Exercise details: From the records below, copy out the part that opens with the line containing "Question. Place one point on every instance of the yellow" and closes with the line containing "x=568 y=236", requests included, and give nothing else. Multiply every answer coordinate by 0.25 and round to whole numbers, halves up, but leave the numbers in the requests and their sample lines as they are.

Data shown:
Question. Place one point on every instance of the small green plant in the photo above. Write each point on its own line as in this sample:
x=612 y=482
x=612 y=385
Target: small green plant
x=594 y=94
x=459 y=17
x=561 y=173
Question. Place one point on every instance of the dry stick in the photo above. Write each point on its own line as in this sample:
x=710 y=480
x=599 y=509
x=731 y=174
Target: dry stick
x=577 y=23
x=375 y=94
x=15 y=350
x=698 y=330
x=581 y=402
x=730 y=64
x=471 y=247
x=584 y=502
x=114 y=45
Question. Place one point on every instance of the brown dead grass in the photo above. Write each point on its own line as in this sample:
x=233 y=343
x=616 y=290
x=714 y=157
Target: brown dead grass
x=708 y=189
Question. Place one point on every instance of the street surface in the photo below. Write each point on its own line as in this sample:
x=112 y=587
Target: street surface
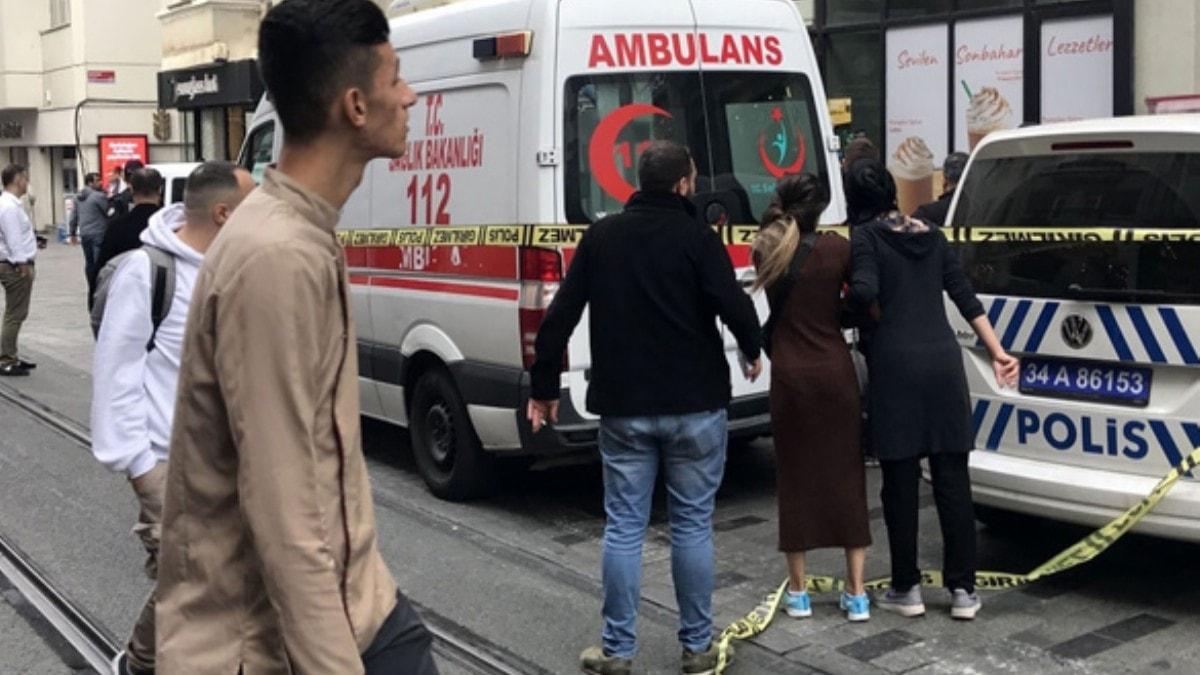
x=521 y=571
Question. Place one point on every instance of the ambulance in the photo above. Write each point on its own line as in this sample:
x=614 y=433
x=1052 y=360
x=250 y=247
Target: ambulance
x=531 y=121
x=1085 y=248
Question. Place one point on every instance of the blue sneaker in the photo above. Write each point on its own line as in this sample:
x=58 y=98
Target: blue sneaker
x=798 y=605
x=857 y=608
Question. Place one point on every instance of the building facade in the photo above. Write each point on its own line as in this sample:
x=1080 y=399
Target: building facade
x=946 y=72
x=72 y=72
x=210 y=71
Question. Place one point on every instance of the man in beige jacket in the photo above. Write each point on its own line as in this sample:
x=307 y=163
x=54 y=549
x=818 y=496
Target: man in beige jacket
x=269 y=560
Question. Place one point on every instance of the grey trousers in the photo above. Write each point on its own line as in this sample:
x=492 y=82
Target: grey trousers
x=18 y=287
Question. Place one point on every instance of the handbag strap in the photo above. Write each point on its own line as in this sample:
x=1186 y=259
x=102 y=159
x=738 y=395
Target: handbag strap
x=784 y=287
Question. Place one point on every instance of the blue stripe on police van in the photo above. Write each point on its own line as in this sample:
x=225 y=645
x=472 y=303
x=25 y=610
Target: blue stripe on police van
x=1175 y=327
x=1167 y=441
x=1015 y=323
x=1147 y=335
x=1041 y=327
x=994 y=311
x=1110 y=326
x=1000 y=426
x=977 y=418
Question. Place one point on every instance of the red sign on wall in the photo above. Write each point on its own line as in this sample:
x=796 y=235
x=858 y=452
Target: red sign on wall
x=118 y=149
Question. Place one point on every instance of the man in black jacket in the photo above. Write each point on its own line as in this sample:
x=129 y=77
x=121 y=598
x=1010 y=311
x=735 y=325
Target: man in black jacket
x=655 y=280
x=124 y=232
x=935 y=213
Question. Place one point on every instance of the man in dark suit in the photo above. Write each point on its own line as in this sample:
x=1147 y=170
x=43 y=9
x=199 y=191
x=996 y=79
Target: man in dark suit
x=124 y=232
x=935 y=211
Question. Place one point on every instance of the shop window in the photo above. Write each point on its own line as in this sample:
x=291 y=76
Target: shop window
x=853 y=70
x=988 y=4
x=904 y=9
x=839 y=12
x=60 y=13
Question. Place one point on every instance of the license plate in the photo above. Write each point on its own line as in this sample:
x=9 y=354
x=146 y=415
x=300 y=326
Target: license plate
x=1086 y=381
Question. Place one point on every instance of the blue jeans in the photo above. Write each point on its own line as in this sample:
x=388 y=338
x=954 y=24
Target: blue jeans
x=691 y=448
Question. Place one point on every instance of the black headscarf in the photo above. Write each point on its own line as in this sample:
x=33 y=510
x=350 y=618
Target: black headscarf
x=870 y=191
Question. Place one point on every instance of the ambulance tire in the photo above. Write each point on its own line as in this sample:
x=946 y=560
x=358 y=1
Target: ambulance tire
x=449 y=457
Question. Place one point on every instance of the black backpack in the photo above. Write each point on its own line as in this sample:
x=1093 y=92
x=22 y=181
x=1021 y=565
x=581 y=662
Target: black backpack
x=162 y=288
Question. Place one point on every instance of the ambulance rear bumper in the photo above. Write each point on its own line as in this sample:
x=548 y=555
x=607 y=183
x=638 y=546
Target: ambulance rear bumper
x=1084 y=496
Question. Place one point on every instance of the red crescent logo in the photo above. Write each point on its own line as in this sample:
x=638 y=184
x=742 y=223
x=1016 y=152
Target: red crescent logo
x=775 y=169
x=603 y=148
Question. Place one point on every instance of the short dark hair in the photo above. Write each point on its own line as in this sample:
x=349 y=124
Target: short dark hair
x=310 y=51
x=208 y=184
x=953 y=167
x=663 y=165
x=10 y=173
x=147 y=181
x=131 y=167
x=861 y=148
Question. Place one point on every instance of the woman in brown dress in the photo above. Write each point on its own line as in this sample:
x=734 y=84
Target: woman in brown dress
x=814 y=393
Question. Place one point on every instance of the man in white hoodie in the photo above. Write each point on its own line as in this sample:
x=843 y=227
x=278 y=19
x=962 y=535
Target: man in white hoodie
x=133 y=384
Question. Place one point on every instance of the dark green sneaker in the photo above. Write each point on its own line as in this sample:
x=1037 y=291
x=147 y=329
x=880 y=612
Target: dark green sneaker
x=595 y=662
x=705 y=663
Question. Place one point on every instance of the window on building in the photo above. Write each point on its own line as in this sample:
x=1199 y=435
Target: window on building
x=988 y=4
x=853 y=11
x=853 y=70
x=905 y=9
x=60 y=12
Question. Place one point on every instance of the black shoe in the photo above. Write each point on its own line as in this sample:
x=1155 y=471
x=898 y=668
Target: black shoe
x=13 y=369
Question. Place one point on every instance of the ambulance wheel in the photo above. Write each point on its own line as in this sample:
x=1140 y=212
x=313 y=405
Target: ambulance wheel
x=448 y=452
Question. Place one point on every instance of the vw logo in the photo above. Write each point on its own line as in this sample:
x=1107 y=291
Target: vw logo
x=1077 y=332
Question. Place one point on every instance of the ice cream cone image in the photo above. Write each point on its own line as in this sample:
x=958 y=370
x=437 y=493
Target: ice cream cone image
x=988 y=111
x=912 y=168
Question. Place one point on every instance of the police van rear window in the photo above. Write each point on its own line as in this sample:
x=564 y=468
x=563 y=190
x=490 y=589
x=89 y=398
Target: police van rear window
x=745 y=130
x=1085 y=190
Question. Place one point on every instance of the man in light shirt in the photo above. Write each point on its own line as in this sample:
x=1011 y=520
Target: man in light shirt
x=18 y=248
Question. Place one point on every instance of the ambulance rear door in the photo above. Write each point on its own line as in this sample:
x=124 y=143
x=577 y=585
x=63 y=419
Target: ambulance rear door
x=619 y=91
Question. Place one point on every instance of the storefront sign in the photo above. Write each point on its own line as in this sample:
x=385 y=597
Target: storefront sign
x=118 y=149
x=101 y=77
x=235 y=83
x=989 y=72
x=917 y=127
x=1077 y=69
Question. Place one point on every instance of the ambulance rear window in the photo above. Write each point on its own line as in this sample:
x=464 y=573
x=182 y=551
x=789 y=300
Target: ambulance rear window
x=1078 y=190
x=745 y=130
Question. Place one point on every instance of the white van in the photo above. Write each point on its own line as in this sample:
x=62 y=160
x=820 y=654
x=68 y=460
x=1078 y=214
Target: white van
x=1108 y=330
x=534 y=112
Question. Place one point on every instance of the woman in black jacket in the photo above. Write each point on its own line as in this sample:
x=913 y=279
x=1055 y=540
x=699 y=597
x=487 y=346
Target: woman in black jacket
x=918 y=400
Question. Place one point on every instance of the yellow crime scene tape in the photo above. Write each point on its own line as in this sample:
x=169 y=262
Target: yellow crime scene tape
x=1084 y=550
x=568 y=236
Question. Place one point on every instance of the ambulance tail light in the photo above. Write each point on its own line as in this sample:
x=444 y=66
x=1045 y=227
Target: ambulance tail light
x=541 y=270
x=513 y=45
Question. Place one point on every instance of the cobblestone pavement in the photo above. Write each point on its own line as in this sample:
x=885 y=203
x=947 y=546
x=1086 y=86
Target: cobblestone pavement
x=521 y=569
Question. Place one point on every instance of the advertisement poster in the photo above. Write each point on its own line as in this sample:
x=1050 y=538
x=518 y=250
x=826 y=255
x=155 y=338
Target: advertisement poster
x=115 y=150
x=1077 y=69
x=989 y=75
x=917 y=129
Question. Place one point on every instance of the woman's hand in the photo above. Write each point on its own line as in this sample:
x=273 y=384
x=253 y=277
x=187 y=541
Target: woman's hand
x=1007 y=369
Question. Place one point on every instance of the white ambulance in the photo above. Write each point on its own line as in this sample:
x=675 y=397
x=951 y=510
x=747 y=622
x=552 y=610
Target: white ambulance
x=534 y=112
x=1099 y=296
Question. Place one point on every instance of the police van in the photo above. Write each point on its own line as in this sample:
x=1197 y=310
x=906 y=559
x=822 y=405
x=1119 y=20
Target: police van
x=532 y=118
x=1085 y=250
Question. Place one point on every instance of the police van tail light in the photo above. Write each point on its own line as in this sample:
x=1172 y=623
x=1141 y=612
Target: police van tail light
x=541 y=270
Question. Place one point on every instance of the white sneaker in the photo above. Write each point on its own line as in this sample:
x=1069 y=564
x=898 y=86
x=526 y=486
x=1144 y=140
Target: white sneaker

Result:
Question. Place one point on every instance of the yellow crime scene tape in the photo above. Write each point on its own line as in this sample:
x=169 y=262
Target: yellow crime scene tape
x=271 y=138
x=142 y=59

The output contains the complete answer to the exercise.